───── RECORDED INFORMATION

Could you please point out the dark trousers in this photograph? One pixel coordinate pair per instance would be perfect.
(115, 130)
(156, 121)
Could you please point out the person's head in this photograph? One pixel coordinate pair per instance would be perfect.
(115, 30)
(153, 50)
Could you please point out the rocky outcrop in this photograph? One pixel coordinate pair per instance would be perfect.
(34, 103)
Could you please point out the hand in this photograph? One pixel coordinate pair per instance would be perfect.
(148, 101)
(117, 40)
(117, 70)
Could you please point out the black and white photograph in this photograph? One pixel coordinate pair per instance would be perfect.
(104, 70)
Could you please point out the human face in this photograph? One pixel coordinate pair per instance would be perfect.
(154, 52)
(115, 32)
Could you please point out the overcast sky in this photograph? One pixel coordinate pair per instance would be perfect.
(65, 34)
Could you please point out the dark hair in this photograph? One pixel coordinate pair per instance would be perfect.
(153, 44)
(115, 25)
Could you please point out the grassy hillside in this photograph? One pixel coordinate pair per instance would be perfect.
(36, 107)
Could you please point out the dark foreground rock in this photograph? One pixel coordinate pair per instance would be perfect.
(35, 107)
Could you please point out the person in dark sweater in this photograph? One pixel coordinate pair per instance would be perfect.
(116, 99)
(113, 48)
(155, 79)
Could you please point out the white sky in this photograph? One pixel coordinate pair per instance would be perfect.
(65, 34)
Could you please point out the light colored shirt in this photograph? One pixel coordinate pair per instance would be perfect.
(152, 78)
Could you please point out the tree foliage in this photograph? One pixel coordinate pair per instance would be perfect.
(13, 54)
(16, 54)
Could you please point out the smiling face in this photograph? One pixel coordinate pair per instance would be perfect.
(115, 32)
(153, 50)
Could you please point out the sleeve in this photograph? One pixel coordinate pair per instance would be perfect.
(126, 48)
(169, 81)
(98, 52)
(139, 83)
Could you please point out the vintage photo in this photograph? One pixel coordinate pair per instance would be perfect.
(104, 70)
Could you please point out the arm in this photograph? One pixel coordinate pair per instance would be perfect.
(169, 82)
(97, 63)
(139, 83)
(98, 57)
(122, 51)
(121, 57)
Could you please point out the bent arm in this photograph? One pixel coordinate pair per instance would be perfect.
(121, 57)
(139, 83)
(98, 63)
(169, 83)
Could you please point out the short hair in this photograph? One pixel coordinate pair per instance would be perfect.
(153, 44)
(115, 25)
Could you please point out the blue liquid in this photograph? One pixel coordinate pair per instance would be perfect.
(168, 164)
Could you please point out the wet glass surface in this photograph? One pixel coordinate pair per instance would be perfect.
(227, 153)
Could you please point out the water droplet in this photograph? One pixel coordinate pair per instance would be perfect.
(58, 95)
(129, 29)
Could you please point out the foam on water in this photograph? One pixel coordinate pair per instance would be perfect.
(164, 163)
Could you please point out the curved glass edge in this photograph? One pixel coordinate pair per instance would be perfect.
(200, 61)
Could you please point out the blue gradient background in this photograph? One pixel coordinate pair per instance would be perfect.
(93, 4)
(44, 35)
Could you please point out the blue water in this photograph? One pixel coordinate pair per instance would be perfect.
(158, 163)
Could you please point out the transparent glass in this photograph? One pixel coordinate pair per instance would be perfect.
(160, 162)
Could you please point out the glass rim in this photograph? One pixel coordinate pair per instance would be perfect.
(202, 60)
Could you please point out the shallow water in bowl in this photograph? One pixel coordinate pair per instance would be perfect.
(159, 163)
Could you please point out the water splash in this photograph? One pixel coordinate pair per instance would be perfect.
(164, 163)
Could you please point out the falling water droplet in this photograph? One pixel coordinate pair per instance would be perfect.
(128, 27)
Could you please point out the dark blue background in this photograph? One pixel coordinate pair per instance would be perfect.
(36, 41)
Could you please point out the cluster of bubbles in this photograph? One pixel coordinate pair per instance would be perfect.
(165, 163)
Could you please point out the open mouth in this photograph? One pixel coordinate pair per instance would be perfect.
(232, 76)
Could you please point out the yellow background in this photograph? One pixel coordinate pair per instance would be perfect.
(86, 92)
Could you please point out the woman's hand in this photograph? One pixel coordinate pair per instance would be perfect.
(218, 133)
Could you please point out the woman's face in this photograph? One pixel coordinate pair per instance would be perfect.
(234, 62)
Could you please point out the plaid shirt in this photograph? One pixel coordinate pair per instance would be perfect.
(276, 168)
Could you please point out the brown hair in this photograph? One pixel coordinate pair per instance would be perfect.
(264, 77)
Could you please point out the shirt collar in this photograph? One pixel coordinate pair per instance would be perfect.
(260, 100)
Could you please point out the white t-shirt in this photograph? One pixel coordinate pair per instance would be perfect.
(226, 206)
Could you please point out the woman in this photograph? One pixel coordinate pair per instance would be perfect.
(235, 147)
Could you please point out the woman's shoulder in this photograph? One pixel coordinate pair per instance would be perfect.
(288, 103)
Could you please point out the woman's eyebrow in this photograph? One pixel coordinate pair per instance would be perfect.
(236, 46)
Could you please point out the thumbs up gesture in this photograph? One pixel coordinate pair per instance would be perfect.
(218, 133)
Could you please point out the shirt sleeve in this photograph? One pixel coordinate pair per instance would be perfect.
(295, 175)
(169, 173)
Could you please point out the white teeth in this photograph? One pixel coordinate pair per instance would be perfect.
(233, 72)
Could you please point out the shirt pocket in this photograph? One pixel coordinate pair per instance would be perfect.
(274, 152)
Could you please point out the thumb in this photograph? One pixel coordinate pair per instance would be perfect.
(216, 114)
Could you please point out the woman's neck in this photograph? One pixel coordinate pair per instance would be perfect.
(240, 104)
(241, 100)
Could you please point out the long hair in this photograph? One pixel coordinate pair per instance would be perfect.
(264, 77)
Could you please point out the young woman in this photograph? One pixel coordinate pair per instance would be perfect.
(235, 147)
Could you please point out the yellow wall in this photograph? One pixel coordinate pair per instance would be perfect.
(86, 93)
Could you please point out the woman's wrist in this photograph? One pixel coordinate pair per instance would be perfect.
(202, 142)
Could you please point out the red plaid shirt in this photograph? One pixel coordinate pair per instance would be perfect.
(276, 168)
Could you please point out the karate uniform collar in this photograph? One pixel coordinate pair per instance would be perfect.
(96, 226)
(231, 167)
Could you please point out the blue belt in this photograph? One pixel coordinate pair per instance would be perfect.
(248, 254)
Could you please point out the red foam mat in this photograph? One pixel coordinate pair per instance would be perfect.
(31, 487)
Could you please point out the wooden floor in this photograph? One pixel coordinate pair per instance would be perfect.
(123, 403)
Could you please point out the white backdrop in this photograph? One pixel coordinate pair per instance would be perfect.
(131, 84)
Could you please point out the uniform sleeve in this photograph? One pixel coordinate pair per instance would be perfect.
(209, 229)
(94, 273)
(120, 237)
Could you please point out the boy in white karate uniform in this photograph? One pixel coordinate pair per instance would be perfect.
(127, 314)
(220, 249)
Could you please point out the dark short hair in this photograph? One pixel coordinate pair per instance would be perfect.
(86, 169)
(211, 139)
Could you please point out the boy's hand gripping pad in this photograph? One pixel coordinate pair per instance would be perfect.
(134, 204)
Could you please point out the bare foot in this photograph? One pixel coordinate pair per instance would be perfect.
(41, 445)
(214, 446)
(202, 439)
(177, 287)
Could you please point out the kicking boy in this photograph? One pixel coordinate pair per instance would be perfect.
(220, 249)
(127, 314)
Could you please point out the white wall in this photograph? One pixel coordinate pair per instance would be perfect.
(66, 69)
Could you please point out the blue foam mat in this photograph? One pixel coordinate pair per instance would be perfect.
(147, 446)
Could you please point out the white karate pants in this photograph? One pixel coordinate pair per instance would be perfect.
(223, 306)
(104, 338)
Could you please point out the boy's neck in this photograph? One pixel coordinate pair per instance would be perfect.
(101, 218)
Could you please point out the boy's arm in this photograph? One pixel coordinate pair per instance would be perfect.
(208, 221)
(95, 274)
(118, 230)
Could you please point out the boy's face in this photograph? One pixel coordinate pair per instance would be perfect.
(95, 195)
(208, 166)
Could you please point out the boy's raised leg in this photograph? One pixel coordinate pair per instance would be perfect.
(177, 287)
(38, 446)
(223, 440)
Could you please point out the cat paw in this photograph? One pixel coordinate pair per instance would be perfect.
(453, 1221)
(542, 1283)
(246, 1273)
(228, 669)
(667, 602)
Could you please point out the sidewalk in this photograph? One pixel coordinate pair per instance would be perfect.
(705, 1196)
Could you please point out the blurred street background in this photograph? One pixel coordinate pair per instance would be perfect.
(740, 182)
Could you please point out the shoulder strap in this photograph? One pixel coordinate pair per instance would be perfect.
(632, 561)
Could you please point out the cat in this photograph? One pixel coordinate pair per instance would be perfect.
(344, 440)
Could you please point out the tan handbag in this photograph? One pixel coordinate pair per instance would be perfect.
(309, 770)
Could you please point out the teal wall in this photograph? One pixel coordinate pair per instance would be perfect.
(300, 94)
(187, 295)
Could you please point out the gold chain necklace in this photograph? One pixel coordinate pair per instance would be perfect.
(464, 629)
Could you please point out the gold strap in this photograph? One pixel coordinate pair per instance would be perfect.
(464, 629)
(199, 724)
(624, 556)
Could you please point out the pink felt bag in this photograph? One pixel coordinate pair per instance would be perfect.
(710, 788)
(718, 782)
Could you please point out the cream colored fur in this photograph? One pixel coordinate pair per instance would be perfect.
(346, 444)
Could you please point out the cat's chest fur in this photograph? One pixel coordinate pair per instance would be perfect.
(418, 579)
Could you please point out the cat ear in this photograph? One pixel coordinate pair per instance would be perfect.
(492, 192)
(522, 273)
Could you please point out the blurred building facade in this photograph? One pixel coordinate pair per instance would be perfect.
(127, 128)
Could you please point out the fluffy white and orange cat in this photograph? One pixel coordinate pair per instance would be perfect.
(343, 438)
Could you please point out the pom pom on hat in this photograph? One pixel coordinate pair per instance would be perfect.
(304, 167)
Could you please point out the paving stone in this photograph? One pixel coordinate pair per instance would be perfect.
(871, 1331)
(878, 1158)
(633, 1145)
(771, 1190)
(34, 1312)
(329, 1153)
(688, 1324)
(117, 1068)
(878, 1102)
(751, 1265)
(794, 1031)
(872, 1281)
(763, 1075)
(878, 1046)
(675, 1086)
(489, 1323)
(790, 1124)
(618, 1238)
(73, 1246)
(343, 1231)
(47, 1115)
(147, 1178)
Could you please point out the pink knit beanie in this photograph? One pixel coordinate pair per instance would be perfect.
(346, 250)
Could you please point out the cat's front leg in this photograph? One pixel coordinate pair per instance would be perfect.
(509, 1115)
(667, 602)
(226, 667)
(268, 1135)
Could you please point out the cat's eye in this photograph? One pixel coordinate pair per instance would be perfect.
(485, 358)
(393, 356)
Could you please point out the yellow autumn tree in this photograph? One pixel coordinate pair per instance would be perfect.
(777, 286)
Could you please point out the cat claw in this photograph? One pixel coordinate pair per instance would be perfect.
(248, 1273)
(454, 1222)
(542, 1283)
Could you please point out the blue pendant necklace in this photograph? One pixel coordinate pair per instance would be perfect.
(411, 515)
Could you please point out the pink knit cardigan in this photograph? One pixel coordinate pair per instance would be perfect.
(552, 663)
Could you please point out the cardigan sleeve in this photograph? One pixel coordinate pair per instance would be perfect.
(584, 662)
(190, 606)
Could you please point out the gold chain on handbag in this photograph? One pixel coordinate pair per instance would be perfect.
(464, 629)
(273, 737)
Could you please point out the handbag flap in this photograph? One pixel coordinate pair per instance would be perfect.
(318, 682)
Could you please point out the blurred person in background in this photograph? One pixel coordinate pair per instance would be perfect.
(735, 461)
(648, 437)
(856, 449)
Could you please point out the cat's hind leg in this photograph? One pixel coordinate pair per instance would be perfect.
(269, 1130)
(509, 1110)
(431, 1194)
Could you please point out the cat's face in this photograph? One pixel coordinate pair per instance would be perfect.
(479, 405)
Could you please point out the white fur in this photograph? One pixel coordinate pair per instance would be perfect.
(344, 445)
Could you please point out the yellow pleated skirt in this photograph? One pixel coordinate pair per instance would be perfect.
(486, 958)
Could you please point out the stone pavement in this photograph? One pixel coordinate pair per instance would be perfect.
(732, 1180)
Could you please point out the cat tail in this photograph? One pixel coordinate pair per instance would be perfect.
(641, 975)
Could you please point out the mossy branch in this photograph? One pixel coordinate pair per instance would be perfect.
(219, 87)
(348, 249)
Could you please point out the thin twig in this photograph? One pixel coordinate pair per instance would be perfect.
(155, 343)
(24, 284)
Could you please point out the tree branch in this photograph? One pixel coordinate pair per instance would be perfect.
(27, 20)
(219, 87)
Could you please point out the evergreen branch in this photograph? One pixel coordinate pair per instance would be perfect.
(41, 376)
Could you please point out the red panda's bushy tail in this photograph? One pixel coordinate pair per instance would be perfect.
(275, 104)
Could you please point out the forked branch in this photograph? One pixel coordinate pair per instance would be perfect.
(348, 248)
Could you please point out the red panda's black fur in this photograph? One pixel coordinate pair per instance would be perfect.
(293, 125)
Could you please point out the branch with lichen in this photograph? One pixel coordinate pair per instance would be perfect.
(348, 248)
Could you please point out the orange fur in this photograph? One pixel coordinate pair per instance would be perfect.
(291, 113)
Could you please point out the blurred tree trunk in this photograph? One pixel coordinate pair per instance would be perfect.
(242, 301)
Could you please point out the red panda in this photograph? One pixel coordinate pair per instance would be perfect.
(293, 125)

──────────

EXERCISE PROMPT: Reproduce verbatim the lines of the records above, from the line containing "Could you please point out the boy's hand" up to and including the line containing "(705, 1196)".

TASK ANSWER:
Could you please point out the boy's hand gripping pad in this photograph? One pixel coordinate pair per instance would be perfect.
(134, 204)
Could you please point out the bare foot in this photograph? One pixel coordinate pair per instance would be perfect.
(41, 445)
(214, 446)
(202, 439)
(177, 287)
Could you please point out the kicking boy in this photograph? One pixel coordinate pair per instance would be perfect.
(220, 249)
(127, 314)
Could you please point out the white wall in this photograph? One pixel coordinate pair per instance would be perfect.
(66, 69)
Could you please point out the blue foam mat in this photograph? One pixel coordinate pair per instance would be perfect.
(147, 446)
Could you please point out the white karate pants in this photograph? One pixel coordinate pair per instance would be perfect.
(223, 306)
(104, 338)
Could you please point out the boy's neck in this photograph? One pixel coordinate pair per instance would be perfect.
(101, 218)
Could you please point out the boy's arm in this photograph? One pixel coordinate pair per instance would be perfect.
(208, 221)
(95, 274)
(118, 230)
Could you please point out the boy's face in this photograph? One pixel coordinate pair per instance would be perfect.
(95, 195)
(208, 166)
Could you please point out the boy's raised leg in this photograph? One pixel coordinate pair per instance would be perfect.
(177, 287)
(38, 446)
(223, 440)
Could you please point out the cat paw in this photograph? One pixel coordinate pair per instance would be perfect.
(453, 1221)
(542, 1283)
(246, 1273)
(228, 669)
(667, 602)
Could you please point out the sidewalk in this photograph? One pixel coordinate pair per instance would be perfect.
(705, 1196)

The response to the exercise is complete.